# [PROBLEM STATEMENT]
Word for word, retype every entry in the listing.

# [SUPPLIED RECORDS]
-------------------------

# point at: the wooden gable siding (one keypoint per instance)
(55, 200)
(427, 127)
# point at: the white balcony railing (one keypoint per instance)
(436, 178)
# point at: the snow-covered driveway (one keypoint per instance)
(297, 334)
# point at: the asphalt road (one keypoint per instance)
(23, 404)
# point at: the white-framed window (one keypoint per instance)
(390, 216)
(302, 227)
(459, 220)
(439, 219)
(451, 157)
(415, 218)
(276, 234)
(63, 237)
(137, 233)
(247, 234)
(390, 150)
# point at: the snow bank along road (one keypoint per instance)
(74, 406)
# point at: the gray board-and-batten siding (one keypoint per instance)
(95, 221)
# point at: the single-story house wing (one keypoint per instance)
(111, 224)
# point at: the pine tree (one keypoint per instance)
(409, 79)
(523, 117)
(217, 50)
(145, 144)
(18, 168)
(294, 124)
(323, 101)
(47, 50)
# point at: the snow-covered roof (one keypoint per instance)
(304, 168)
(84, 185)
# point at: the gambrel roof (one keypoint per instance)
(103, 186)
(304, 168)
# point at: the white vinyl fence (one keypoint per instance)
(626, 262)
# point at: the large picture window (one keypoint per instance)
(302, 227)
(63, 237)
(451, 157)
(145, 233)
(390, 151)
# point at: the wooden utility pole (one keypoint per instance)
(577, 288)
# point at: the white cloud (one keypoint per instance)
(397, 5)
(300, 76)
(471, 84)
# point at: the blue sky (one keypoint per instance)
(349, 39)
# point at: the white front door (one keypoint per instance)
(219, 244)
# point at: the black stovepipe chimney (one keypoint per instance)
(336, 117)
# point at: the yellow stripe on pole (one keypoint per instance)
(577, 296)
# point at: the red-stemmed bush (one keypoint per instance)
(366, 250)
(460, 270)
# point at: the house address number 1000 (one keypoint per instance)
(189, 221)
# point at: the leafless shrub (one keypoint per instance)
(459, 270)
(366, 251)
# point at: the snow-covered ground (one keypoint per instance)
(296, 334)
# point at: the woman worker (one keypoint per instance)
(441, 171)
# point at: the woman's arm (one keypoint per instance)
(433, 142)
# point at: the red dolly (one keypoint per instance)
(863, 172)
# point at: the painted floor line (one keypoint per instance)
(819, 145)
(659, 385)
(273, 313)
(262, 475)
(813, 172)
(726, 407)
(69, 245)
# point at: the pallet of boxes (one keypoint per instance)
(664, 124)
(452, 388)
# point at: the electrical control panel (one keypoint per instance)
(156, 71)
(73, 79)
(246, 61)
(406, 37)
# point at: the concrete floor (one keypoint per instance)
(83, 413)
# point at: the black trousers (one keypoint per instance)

-------------------------

# [THE REPLY]
# point at: the wooden gable siding (one keypoint per instance)
(55, 200)
(427, 127)
# point at: the white balcony railing (one keypoint per instance)
(436, 178)
# point at: the snow-covered driveway (one keypoint per instance)
(297, 334)
# point at: the asphalt road (one keypoint per instance)
(23, 404)
# point at: the white-framed window (one keypoint per instance)
(390, 216)
(302, 227)
(459, 220)
(439, 219)
(451, 157)
(415, 218)
(276, 234)
(63, 237)
(137, 233)
(247, 234)
(390, 150)
# point at: the snow bank along road (one keypoint per instance)
(74, 406)
# point at: the gray board-and-batten siding (one keypoint per instance)
(95, 221)
# point at: the single-story house wing (one keypoint per instance)
(111, 224)
# point at: the pine tree (one keypoint per instance)
(409, 79)
(523, 117)
(217, 50)
(145, 144)
(18, 168)
(294, 124)
(323, 101)
(47, 50)
# point at: the snow-covered roof (one keypoint per instance)
(304, 168)
(84, 185)
# point at: the gambrel roof (one keypoint per instance)
(103, 186)
(304, 168)
# point at: the white vinyl fence (one keypoint per instance)
(626, 262)
# point at: the large picture window (one keypoint per instance)
(302, 227)
(63, 237)
(451, 157)
(145, 233)
(390, 151)
# point at: the wooden utility pole (one keypoint per instance)
(577, 288)
# point at: the white cloud (one keypoint per instance)
(397, 5)
(300, 76)
(471, 84)
# point at: the blue sky (one keypoint per instance)
(349, 39)
# point at: the white front door (one keypoint per instance)
(219, 244)
# point at: the black stovepipe chimney (one keypoint per instance)
(336, 117)
# point at: the yellow stripe on pole (one keypoint per instance)
(577, 296)
# point at: the red-stemmed bush (one keypoint per instance)
(366, 250)
(460, 270)
# point at: the house address number 1000 (one keypoint per instance)
(189, 221)
# point at: the leafless shrub (one keypoint per instance)
(459, 270)
(366, 251)
# point at: the snow-covered ground (one keypoint per instance)
(296, 334)
# point at: the woman worker (one keypoint per instance)
(441, 171)
# point at: the woman's arm (one keypoint per instance)
(433, 142)
# point at: the red dolly (one keypoint per instance)
(863, 172)
# point at: the painted floor line (one keypoint per instance)
(819, 145)
(659, 385)
(273, 313)
(262, 475)
(813, 172)
(726, 407)
(69, 245)
# point at: the pallet of boxes (one keypoint per instance)
(664, 124)
(452, 388)
# point at: the electrical control panel (one keypoint per instance)
(156, 71)
(73, 79)
(246, 61)
(406, 37)
# point at: the concrete floor (one keypoint per instance)
(83, 413)
# point at: the black trousers (one keypoint per instance)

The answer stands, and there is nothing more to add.